**Document passage**
- - -
DRUM SET & ASSEMBLY  “I’m fixing a hole” 

HOW-TO ASSEMBLE A DRUM SET:  (hint: no bass drum no gig, no snare sound no gig.}

Here are some Ideas for setting up your drum kit.

Your first steps in setting up a drum kit should be to think about;
What kind of sound do you want? 
What type of band are you in?  What styles are you going to play?
What kind of set do I want to pack around?
The first thing you need to determine is your drum-set configuration.
Keep spare snare and bass drumheads at gigs.

The chair first, and then everything else is going to be set-up around the chair or drum throne.   Bass drum, Hi-Hat, Snare, Toms, Cymbals. Place your stands and equipment and make sure everything is tight.  When you sit at you set you should feel comfortable and relaxed.  There should be no rattling or shaky parts.
Put your feet down and everything else goes around this placement.

Keep your equipment organized and un-discombobulated. 
Use cases, they will protect your drums in travel and show professionalism.
- - -
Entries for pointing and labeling
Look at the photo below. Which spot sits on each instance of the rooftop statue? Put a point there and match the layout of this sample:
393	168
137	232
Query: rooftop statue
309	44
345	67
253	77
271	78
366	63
- - -
**Objective 1**
According to the drum set guide, what should be kept as spares at gigs?
**Objective 2**
Give again the part of the drum set guide that opens with "What kind of set" and closes with "drumheads at gigs.", renaming "drumheads" to "heads".

**Exercise response 1**
Spare snare and bass drumheads.

**Exercise response 2**
What kind of set do I want to pack around?
The first thing you need to determine is your drum-set configuration.
Keep spare snare and bass heads at gigs.